[GIVEN INFORMATION Boundary: Start]
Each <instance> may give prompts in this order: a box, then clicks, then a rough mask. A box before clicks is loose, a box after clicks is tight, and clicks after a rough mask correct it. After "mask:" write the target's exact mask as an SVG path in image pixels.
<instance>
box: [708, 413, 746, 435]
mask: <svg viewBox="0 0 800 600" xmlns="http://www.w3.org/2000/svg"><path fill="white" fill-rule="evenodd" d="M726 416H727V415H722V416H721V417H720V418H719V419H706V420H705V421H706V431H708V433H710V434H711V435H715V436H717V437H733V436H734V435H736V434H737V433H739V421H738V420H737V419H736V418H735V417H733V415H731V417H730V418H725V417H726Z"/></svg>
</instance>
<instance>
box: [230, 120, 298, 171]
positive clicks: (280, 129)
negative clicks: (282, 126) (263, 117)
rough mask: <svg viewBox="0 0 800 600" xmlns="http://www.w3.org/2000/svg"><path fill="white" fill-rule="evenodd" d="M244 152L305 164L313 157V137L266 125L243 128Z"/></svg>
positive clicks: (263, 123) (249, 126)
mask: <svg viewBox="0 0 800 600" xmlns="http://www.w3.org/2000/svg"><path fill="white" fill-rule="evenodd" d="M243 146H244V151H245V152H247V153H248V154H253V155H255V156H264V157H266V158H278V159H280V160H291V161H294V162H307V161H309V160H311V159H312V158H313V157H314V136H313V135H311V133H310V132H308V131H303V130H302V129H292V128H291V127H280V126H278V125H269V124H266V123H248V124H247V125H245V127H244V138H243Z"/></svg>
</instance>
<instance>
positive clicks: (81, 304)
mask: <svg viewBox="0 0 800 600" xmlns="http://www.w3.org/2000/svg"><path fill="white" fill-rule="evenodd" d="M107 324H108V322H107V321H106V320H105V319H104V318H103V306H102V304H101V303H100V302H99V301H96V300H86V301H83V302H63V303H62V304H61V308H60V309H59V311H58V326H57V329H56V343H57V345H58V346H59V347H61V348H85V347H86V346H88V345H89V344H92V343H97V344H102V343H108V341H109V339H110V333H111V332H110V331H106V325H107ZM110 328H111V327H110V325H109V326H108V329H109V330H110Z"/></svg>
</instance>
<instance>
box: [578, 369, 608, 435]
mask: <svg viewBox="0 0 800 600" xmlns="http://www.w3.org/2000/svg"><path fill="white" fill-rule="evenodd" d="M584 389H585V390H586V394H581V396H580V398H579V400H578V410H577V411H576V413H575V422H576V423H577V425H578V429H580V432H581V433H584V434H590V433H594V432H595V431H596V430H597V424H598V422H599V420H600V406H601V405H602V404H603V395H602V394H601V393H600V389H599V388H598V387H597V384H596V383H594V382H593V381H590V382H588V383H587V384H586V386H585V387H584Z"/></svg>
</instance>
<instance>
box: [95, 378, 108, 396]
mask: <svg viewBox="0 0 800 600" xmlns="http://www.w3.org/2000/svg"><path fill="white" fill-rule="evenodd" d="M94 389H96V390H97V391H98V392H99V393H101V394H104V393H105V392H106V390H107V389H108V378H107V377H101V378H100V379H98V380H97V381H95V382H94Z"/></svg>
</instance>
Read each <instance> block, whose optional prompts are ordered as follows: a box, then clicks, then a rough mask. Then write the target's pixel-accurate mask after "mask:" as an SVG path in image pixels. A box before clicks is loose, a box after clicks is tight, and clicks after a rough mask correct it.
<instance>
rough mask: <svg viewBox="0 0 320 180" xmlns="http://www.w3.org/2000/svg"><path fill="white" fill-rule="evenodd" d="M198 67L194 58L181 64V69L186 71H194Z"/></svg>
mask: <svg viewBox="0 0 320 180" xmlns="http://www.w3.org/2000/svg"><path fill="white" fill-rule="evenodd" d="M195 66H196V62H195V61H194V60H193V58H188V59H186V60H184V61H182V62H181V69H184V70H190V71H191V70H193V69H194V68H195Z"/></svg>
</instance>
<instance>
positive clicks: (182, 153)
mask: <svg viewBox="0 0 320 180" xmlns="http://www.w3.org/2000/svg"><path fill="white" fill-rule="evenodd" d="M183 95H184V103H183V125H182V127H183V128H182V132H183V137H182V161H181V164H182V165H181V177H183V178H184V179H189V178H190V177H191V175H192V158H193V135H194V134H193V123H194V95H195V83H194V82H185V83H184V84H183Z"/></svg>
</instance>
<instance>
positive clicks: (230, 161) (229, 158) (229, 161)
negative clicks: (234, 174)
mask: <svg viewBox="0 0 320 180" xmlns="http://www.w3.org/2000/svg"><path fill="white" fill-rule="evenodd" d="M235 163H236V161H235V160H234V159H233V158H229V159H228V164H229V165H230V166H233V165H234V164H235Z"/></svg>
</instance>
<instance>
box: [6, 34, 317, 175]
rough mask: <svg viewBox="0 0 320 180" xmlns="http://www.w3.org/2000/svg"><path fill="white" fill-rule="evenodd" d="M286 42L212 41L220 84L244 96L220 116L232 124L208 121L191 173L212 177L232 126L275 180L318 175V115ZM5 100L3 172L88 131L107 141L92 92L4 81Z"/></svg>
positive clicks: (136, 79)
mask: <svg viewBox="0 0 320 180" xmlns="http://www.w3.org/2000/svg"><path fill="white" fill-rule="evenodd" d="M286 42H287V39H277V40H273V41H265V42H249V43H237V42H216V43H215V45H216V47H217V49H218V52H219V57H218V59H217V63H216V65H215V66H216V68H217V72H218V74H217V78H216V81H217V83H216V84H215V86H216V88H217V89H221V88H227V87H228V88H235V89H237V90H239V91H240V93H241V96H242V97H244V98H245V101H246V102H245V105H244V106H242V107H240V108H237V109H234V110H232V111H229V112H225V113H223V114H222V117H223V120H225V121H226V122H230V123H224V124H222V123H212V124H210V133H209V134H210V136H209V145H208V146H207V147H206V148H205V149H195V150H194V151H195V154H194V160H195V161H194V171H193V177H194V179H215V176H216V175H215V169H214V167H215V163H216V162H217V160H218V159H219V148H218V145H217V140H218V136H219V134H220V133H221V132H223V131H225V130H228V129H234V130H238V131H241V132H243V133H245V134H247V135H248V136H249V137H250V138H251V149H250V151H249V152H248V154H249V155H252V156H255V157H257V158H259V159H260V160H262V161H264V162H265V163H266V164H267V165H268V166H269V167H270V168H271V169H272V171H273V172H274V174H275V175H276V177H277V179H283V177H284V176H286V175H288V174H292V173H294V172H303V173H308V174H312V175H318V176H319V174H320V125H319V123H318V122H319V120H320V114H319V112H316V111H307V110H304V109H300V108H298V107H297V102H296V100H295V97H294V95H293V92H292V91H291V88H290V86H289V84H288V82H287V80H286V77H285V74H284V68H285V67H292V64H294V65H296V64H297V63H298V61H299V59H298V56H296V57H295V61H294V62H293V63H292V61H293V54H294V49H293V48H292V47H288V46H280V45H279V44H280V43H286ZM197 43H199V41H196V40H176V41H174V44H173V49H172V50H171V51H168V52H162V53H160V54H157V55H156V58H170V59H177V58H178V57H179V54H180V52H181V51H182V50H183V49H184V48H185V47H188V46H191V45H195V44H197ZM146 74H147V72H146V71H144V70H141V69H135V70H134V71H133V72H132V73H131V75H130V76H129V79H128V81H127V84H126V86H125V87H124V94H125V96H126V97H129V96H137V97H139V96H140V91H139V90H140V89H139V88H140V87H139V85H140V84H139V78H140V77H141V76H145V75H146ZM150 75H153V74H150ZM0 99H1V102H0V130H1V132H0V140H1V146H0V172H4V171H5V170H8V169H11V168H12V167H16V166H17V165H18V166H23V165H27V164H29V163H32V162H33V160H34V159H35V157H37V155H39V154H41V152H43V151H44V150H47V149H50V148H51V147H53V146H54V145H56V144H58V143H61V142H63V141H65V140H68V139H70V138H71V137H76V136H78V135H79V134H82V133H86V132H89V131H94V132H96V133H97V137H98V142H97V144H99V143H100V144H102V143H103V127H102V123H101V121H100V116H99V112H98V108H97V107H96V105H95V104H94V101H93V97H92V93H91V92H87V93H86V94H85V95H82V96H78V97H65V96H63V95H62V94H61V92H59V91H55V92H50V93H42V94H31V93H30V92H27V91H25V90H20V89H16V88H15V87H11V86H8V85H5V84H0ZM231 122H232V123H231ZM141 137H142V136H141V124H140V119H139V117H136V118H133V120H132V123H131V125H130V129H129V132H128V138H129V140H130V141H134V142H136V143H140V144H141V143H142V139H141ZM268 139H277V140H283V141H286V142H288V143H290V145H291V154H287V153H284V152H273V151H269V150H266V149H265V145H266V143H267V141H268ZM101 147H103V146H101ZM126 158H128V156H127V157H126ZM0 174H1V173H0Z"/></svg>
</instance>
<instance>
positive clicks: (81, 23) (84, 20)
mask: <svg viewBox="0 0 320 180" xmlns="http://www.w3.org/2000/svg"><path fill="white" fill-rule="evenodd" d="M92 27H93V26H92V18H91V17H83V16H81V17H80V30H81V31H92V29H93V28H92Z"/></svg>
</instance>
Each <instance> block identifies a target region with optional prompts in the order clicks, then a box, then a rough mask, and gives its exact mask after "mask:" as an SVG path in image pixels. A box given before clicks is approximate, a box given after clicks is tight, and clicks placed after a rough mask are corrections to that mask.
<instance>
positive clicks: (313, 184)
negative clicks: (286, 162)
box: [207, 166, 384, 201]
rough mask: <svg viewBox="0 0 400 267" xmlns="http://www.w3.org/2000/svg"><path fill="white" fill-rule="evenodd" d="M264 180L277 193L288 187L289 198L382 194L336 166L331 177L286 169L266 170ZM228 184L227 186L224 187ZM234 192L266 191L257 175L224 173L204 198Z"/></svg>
[GIVEN INFORMATION Boundary: End]
● WHAT THE TASK ASKS: Pick out each line of the entries above that contains the string "block", matching case exactly, and copy those lines in full.

● WRITTEN RESPONSE:
Read each <instance> block, whose optional prompts are ordered as follows: a box, then clicks, then a rough mask. Then write the target's pixel-accurate mask after "mask:" as an SVG path in image pixels. A box before clicks is loose, a box after clicks is tight, and clicks after a rough mask correct it.
Each <instance> block identifies a target region with optional prompts in the order clicks, then a box, then a rough mask, and gives its exact mask after "mask:" as an SVG path in image pixels. A box given before clicks is approximate, a box given after clicks is tight, and clicks placed after a rough mask are corrections to that mask.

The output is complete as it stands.